>> start Page
4th June 2012
Plain or Fancy ?
Some collectors prefer their cancellations plain, others are attracted to 'fancy' types, but with the 'cork' cancellations of the Falkland Islands you can enjoy something of both.
The last sale of our Spring 2012 season is approaching rapidly and the strong section of Falkland Islands that it contains will provide us with a good overall view of the state of this market. Of particular interest within this lengthy section, which constitutes the entire afternoon session on Tuesday June 12th, is the group of lots that brings the important Clive Perkins Collection of Corks to an appreciative public.
For those not already acquainted with these cancellations, this definition provided by S. H. Creese in a paper read first to the Manchester Philatelic Society, and later reprinted in the March 1936 issue of the Philatelic Journal of Great Britain, still largely holds good, although we have since recognised a certain degree of artistic input in their design.
"The ‘Cork’ cancellation, as is well known, received its name from the fact that the cancelling stamp was made from a cork by cutting nicks out of the face. No set pattern was aimed at and there is consequently some variety of shape and size. In some case the ‘cuts’ are quite small and more or less uniform in size, while in others they are as much as seven or eight times as large and anything but uniform. The number of cuts varies from about four to twenty."
>> end Page
>> start Supplied data
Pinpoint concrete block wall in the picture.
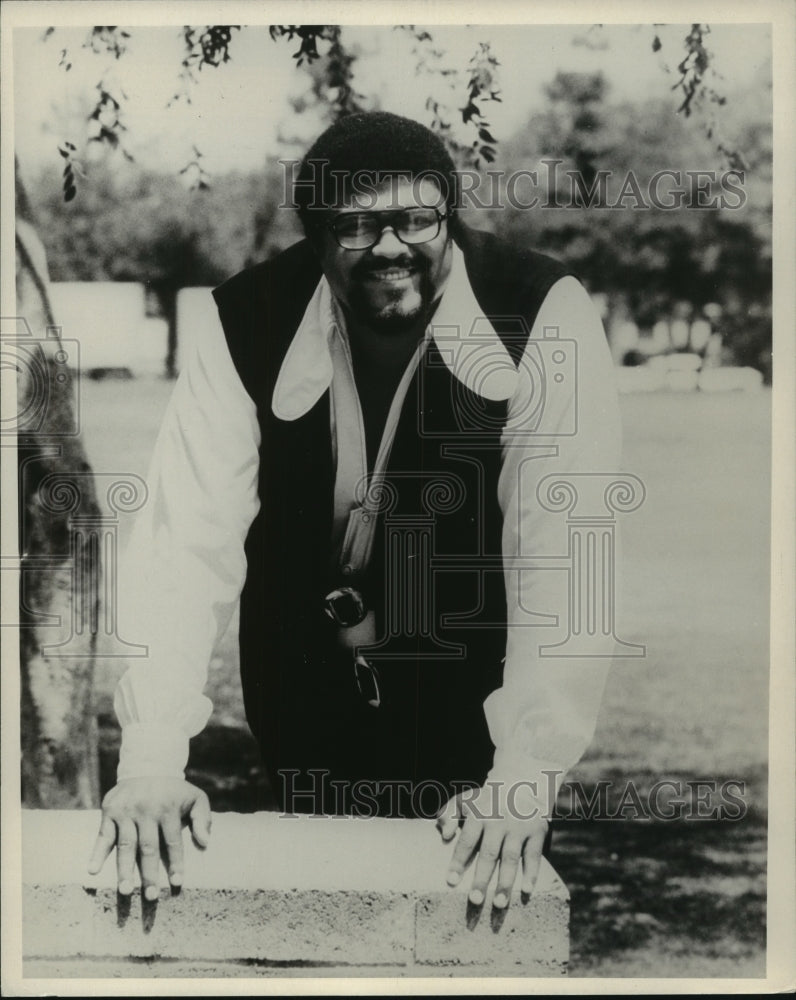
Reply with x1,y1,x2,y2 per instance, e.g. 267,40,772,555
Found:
22,810,569,978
>> end Supplied data
- Aim A: Write out the article on cork cancellations word for word, from "The last sale" up to and including "in their design.".
- Aim B: According to the article on cork cancellations, how many cuts does a cork cancellation have?

- Written answer A:
The last sale of our Spring 2012 season is approaching rapidly and the strong section of Falkland Islands that it contains will provide us with a good overall view of the state of this market. Of particular interest within this lengthy section, which constitutes the entire afternoon session on Tuesday June 12th, is the group of lots that brings the important Clive Perkins Collection of Corks to an appreciative public.
For those not already acquainted with these cancellations, this definition provided by S. H. Creese in a paper read first to the Manchester Philatelic Society, and later reprinted in the March 1936 issue of the Philatelic Journal of Great Britain, still largely holds good, although we have since recognised a certain degree of artistic input in their design.

- Written answer B: From about four to twenty.